(Excerpts of labeled region data)
================================
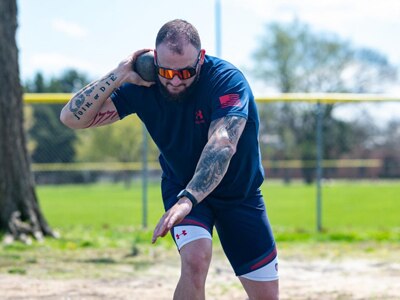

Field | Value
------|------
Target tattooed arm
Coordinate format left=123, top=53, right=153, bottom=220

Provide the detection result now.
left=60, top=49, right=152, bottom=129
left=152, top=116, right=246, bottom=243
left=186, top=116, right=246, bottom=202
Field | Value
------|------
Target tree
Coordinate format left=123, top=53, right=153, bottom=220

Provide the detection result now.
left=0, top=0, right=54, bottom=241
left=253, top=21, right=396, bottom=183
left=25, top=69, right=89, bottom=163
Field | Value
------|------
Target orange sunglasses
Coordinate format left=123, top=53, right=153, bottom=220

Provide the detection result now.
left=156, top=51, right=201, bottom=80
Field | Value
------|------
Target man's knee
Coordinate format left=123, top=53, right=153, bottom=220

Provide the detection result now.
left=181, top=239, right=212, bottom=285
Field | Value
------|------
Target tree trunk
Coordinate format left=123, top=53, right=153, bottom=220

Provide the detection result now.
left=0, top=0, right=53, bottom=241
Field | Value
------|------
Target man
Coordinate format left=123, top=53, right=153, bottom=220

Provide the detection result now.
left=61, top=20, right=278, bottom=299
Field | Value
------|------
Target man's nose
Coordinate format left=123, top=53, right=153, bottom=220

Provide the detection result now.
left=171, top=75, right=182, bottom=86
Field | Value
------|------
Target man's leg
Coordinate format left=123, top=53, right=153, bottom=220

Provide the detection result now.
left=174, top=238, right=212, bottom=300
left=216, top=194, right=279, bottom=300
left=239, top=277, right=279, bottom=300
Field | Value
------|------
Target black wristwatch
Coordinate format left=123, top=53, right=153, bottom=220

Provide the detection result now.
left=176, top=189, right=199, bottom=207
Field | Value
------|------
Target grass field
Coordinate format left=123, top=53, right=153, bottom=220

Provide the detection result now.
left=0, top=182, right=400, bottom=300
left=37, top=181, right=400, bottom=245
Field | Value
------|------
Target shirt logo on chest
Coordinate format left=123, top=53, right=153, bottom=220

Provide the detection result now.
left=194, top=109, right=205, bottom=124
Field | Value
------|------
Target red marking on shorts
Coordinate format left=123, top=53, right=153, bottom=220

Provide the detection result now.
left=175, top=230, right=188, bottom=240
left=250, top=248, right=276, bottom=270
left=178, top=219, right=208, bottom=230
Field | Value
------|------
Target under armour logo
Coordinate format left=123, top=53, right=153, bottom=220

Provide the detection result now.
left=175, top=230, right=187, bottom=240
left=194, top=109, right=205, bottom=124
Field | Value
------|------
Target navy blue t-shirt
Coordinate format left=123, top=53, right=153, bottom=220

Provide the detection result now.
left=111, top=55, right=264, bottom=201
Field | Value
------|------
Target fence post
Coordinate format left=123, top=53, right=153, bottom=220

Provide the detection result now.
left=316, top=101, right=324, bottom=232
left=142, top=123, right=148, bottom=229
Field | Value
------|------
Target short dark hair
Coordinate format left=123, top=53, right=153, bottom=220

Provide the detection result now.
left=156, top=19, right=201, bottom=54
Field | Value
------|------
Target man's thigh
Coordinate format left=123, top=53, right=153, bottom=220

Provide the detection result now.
================================
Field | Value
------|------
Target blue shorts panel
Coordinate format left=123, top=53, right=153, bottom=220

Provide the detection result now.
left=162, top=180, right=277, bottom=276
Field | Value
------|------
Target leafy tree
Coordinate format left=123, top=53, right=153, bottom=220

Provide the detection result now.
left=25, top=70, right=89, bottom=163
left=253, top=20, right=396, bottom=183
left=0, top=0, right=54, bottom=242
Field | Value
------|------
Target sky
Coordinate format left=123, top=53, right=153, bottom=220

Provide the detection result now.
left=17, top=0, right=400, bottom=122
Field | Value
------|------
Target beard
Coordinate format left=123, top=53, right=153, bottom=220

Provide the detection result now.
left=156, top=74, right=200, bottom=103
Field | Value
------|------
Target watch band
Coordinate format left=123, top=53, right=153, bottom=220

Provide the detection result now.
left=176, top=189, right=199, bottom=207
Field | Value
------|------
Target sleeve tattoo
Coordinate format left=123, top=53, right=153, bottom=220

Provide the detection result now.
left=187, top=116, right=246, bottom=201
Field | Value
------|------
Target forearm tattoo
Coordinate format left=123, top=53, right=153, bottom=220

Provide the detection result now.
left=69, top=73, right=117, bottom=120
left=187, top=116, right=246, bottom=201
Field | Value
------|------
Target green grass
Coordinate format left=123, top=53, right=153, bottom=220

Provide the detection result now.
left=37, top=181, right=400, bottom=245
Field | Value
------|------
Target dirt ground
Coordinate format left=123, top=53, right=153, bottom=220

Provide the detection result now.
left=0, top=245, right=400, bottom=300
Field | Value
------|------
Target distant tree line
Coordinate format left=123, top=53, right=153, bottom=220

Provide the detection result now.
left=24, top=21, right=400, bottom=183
================================
◆ **Task to complete**:
Extract every line of the material that contains the word "logo".

◆ **Final answer**:
Target shirt logo on chest
Target under armour logo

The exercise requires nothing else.